-- Opening Marker --

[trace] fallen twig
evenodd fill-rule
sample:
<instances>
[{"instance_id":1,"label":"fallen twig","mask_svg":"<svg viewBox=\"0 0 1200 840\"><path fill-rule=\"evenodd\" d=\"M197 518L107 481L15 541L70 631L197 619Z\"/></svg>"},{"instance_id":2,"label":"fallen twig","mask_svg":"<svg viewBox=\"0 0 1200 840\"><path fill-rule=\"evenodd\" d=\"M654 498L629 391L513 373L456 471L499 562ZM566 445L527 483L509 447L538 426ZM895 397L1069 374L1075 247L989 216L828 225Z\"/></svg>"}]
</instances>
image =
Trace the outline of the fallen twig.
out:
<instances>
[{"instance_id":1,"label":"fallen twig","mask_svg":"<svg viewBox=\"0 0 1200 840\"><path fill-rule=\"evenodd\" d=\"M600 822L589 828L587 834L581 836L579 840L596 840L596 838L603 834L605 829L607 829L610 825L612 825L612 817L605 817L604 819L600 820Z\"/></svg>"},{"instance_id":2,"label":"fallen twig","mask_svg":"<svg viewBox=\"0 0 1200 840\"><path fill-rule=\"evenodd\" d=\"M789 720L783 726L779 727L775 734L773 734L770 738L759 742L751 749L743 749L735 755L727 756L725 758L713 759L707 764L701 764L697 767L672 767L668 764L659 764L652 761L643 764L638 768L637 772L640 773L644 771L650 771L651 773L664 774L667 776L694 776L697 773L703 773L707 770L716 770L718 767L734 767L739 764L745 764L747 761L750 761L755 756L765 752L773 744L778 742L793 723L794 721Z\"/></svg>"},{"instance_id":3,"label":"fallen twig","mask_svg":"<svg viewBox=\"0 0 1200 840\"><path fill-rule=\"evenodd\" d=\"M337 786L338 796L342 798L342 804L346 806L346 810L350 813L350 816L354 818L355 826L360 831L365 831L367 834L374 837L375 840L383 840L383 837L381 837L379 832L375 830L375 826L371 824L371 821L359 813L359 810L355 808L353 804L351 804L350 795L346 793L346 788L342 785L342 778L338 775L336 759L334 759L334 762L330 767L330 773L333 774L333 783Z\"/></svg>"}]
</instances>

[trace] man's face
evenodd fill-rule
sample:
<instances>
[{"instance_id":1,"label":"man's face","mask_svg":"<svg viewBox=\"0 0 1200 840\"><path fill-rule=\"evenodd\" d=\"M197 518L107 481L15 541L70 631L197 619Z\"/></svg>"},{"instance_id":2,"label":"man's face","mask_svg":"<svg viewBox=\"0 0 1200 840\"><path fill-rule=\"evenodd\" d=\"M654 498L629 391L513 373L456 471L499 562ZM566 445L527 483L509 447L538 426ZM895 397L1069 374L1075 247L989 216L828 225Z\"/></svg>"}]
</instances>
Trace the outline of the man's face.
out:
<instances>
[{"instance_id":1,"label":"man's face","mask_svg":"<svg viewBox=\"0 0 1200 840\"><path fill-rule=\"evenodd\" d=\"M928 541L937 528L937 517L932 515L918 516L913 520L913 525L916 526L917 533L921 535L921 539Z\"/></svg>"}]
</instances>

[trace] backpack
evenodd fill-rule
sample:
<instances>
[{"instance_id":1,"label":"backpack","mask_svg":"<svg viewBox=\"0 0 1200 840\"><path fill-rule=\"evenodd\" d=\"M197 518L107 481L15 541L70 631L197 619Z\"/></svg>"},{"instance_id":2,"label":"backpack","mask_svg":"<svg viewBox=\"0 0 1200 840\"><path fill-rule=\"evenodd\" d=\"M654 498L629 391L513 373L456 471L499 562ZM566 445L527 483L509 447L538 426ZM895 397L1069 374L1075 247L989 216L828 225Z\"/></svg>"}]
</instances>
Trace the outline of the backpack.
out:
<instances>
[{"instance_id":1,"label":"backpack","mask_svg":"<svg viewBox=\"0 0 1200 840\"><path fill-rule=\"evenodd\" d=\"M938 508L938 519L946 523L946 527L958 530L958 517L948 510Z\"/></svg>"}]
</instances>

-- Closing Marker --

- Action item
Your response must consist of every line above, reproduced exactly.

- Task response
[trace] fallen twig
evenodd fill-rule
sample:
<instances>
[{"instance_id":1,"label":"fallen twig","mask_svg":"<svg viewBox=\"0 0 1200 840\"><path fill-rule=\"evenodd\" d=\"M197 518L107 481L15 541L70 631L197 619Z\"/></svg>"},{"instance_id":2,"label":"fallen twig","mask_svg":"<svg viewBox=\"0 0 1200 840\"><path fill-rule=\"evenodd\" d=\"M654 498L629 391L513 373L456 471L499 562ZM566 445L527 483L509 447L538 426ZM895 397L1069 374L1075 247L989 216L828 225Z\"/></svg>"}]
</instances>
image =
Trace the outline of the fallen twig.
out:
<instances>
[{"instance_id":1,"label":"fallen twig","mask_svg":"<svg viewBox=\"0 0 1200 840\"><path fill-rule=\"evenodd\" d=\"M600 822L589 828L587 834L581 836L579 840L596 840L596 838L603 834L605 829L607 829L610 825L612 825L612 817L605 817L604 819L600 820Z\"/></svg>"},{"instance_id":2,"label":"fallen twig","mask_svg":"<svg viewBox=\"0 0 1200 840\"><path fill-rule=\"evenodd\" d=\"M789 720L783 726L779 727L775 734L773 734L770 738L759 742L751 749L743 749L735 755L727 756L725 758L713 759L707 764L701 764L697 767L672 767L668 764L659 764L652 761L643 764L638 768L637 772L640 773L644 771L650 771L651 773L664 774L667 776L694 776L697 773L703 773L707 770L716 770L718 767L734 767L739 764L745 764L747 761L750 761L755 756L765 752L773 744L778 742L793 723L794 721Z\"/></svg>"},{"instance_id":3,"label":"fallen twig","mask_svg":"<svg viewBox=\"0 0 1200 840\"><path fill-rule=\"evenodd\" d=\"M337 786L338 796L342 798L342 804L346 806L346 810L350 813L350 816L354 818L355 826L360 831L365 831L367 834L374 837L375 840L383 840L383 837L381 837L379 832L375 830L375 826L371 824L371 821L359 813L359 810L355 808L353 804L351 804L350 795L346 793L346 788L342 785L342 778L338 775L336 759L334 759L334 762L330 767L330 773L333 774L333 783Z\"/></svg>"}]
</instances>

[trace] man's face
evenodd fill-rule
sample:
<instances>
[{"instance_id":1,"label":"man's face","mask_svg":"<svg viewBox=\"0 0 1200 840\"><path fill-rule=\"evenodd\" d=\"M197 518L107 481L15 541L70 631L197 619Z\"/></svg>"},{"instance_id":2,"label":"man's face","mask_svg":"<svg viewBox=\"0 0 1200 840\"><path fill-rule=\"evenodd\" d=\"M654 498L629 391L513 373L456 471L499 562ZM566 445L527 483L509 447L538 426ZM895 397L1069 374L1075 247L989 216L828 225Z\"/></svg>"}]
</instances>
Trace the outline of the man's face.
out:
<instances>
[{"instance_id":1,"label":"man's face","mask_svg":"<svg viewBox=\"0 0 1200 840\"><path fill-rule=\"evenodd\" d=\"M928 541L937 528L937 517L932 515L918 516L913 520L913 525L916 526L917 533L921 535L921 539Z\"/></svg>"}]
</instances>

[trace] backpack
evenodd fill-rule
sample:
<instances>
[{"instance_id":1,"label":"backpack","mask_svg":"<svg viewBox=\"0 0 1200 840\"><path fill-rule=\"evenodd\" d=\"M197 518L107 481L15 541L70 631L197 619Z\"/></svg>"},{"instance_id":2,"label":"backpack","mask_svg":"<svg viewBox=\"0 0 1200 840\"><path fill-rule=\"evenodd\" d=\"M654 498L629 391L513 373L456 471L499 562ZM566 445L527 483L509 447L538 426ZM895 397L1069 374L1075 247L989 216L828 225Z\"/></svg>"}]
</instances>
Trace the outline of the backpack.
out:
<instances>
[{"instance_id":1,"label":"backpack","mask_svg":"<svg viewBox=\"0 0 1200 840\"><path fill-rule=\"evenodd\" d=\"M938 508L938 519L946 523L946 527L958 530L958 517L948 510Z\"/></svg>"}]
</instances>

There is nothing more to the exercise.